▶ _DOCUMENT EXCERPT_:
Unlike Spokker, I think weekdays will be more successful than weekends. Traffic sucks getting to a game on weeknights. I live 18 miles away and it takes me over an hour fighting that rush hour aggravation. The train is 20 minutes station to station for me; throw in the time to get there and wait for the train and I'm still under an hour with no aggravation. And no parking fee.

There already is a decent contingent using Metrolink/Amtrak to games and Amtrak home. As I mentioned above, the big negative is waiting so long after a game on a weeknight.


----------



## Rumpled (Apr 11, 2011)

Trogdor said:


> Shawn Ryu said:
> 
> 
> > My guess is that extending the promotions to the people down in the OC is a violation of MLB law. I believe the OC, where the OC line serves, belongs to the Anaheim Angels as a territory.
> ...


1) True

2) True, but MLB does have a say it what its' teams can get involved in marketing wise or subsidizing a service.


----------



## WhoozOn1st (Apr 15, 2011)

Though it's too soon to know if it'll be a regular thing, a follow-up e-mail from Metrolink was received today as a reminder of the Dodger trains and train/game ticket packages. I won't be returning to Dodger stadium until there's a change in team ownership, but it's still good to see the rail marketing effort.


----------



## WhoozOn1st (May 12, 2011)

I don't usually follow the Angels because, well, they're the Angels. And I don't usually read this columnist because he's an idiot and writes like one; sort of an Erma Bombeck for sports. But he rode a Metrolink Angels Express to an Angels-White Sox game and did a column about it, so...

The rail deal to Angel Stadium

"Back to this new train for a second, and the miracle of rail travel. We board in downtown L.A. at 5:30, leave at 5:50 and arrive in Anaheim about an hour later. I suppose you could drive the 60-mile round trip on your own, gripping the steering wheel a little tighter with each passing furlong. Do you ever have those dreams where you're braking in your sleep? I do. Poor dog.

"This train experience, though, is the real deal, available weekdays, and yes, I said $7 round trip. It reminds me of riding the El to a Cubs game or the No. 4 train to Yankee Stadium."


----------



## trainman74 (May 12, 2011)

WhoozOn1st said:


> It reminds me of riding the El to a Cubs game...


You ride the 'L' to a Cubs game, not "the El." The L.A. Times should know this, given that they're owned by a Chicago outfit.


----------

[Object point labels]
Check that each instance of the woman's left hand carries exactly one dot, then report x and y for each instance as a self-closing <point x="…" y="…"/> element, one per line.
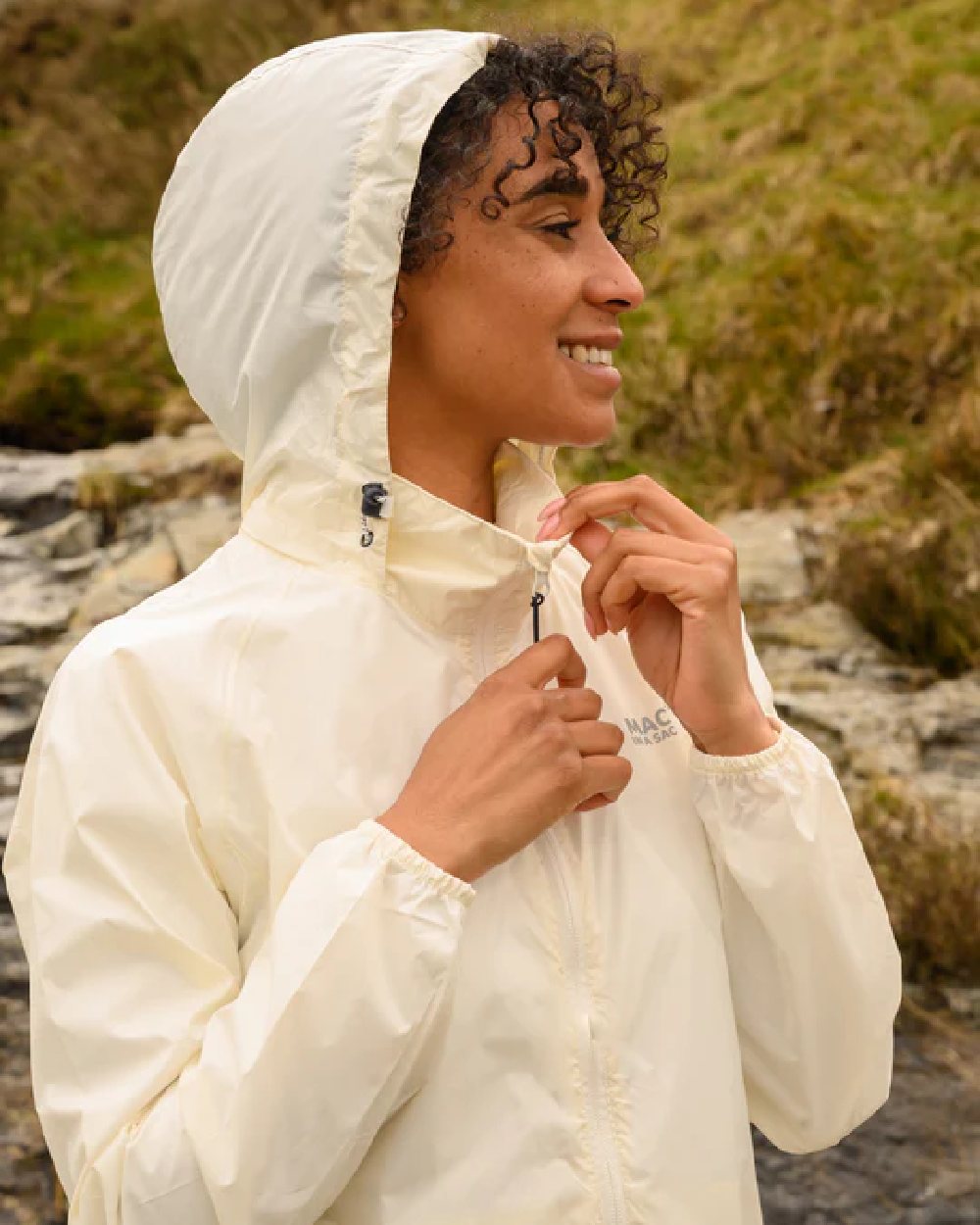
<point x="672" y="584"/>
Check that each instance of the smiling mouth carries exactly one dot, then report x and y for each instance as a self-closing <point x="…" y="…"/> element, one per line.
<point x="604" y="375"/>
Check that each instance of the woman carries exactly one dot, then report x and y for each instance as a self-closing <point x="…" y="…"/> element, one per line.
<point x="319" y="921"/>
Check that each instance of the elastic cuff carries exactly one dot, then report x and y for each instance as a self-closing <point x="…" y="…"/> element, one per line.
<point x="413" y="860"/>
<point x="744" y="763"/>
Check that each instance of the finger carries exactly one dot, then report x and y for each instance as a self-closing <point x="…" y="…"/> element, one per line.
<point x="576" y="704"/>
<point x="606" y="773"/>
<point x="691" y="588"/>
<point x="646" y="500"/>
<point x="596" y="736"/>
<point x="552" y="658"/>
<point x="632" y="542"/>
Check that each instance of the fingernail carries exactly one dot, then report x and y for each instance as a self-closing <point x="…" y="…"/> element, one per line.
<point x="547" y="510"/>
<point x="548" y="525"/>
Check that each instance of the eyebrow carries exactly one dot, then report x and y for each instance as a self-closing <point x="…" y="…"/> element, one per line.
<point x="555" y="185"/>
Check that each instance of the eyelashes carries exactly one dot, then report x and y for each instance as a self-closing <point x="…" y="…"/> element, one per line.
<point x="562" y="228"/>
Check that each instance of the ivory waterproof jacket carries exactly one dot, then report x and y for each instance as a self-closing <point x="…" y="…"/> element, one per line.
<point x="254" y="1004"/>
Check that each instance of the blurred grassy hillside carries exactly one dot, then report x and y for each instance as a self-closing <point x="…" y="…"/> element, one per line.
<point x="811" y="317"/>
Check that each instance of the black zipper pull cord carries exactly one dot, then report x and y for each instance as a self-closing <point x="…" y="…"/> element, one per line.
<point x="373" y="496"/>
<point x="537" y="599"/>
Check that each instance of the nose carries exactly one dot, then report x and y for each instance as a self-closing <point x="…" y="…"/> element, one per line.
<point x="615" y="284"/>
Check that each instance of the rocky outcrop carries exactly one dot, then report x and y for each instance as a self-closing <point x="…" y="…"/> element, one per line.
<point x="87" y="535"/>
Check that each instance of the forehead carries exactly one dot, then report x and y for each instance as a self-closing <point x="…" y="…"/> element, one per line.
<point x="513" y="122"/>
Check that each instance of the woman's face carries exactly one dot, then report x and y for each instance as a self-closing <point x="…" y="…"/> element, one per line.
<point x="478" y="351"/>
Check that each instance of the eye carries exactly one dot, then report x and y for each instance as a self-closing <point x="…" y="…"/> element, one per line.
<point x="562" y="228"/>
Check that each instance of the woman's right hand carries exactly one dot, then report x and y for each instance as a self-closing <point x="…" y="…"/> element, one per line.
<point x="511" y="760"/>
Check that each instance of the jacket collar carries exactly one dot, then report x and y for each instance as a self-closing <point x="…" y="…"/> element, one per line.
<point x="450" y="569"/>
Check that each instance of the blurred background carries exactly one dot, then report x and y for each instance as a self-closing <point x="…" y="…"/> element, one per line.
<point x="803" y="372"/>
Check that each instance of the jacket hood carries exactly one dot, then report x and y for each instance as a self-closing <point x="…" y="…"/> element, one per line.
<point x="275" y="251"/>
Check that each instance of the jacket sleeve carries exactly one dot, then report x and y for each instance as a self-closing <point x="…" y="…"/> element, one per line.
<point x="170" y="1086"/>
<point x="813" y="966"/>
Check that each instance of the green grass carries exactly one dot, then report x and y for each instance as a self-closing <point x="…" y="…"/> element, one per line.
<point x="811" y="303"/>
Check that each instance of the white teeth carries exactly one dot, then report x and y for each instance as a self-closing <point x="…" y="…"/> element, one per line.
<point x="591" y="356"/>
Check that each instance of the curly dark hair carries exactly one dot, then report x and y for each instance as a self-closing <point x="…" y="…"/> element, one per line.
<point x="596" y="87"/>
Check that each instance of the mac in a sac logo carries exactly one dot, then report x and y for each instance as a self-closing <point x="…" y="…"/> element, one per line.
<point x="648" y="730"/>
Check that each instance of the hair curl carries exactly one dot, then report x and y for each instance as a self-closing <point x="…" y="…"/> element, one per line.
<point x="596" y="86"/>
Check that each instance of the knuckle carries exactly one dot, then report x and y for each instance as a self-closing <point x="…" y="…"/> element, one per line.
<point x="567" y="765"/>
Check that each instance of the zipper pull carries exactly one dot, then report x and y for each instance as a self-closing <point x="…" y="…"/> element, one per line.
<point x="540" y="589"/>
<point x="375" y="501"/>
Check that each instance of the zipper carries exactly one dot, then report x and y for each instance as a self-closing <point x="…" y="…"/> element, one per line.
<point x="597" y="1105"/>
<point x="613" y="1209"/>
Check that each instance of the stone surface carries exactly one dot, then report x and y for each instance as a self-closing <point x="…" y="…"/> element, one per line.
<point x="914" y="1162"/>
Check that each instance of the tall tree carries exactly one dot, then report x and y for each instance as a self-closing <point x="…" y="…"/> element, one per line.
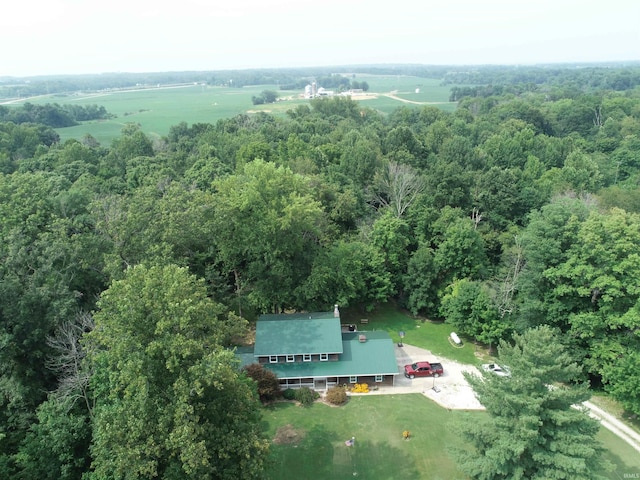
<point x="532" y="430"/>
<point x="170" y="400"/>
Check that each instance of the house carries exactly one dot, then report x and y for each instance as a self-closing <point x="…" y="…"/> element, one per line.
<point x="312" y="350"/>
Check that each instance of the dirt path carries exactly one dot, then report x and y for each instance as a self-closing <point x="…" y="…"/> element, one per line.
<point x="394" y="97"/>
<point x="616" y="426"/>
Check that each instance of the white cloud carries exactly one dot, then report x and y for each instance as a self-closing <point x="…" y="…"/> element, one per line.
<point x="75" y="36"/>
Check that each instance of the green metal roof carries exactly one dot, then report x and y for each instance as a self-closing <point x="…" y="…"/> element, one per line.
<point x="298" y="334"/>
<point x="375" y="356"/>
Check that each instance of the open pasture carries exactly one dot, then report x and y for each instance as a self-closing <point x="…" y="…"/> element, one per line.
<point x="156" y="109"/>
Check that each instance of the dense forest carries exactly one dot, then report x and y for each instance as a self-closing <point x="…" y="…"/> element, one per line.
<point x="126" y="271"/>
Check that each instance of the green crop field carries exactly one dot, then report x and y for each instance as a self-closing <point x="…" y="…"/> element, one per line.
<point x="156" y="109"/>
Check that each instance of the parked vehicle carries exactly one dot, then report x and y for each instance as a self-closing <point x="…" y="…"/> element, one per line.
<point x="497" y="369"/>
<point x="423" y="369"/>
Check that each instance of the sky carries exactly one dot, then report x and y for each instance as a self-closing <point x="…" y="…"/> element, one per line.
<point x="50" y="37"/>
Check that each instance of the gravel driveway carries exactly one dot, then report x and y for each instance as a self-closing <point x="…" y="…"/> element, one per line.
<point x="450" y="390"/>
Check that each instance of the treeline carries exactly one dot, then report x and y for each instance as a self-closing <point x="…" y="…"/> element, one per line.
<point x="52" y="114"/>
<point x="617" y="77"/>
<point x="514" y="211"/>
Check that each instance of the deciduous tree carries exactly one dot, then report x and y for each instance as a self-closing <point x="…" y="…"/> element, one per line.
<point x="532" y="430"/>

▶ _WHAT YOU WILL DO_:
[A] Answer these questions using the forum thread above.
(i) How many miles away does the first poster live?
(ii) What round-trip fare does the column quoted in the May 12, 2011 post give for the train?
(iii) According to trainman74, who owns the L.A. Times?
[B] Decide whether each statement agrees with the forum thread above, and quote the words that decide it.
(i) The first poster says the train ride takes 20 minutes station to station.
(ii) WhoozOn1st plans to go back to Dodger Stadium under the current team ownership.
(iii) In the quoted column, the train leaves downtown L.A. at 5:30.

▶ _THE ANSWERS_:
[A]
(i) 18 miles.
(ii) $7.
(iii) A Chicago outfit.

[B]
(i) Yes: "The train is 20 minutes station to station for me"
(ii) No: "I won't be returning to Dodger stadium until there's a change in team ownership"
(iii) No: "We board in downtown L.A. at 5:30, leave at 5:50"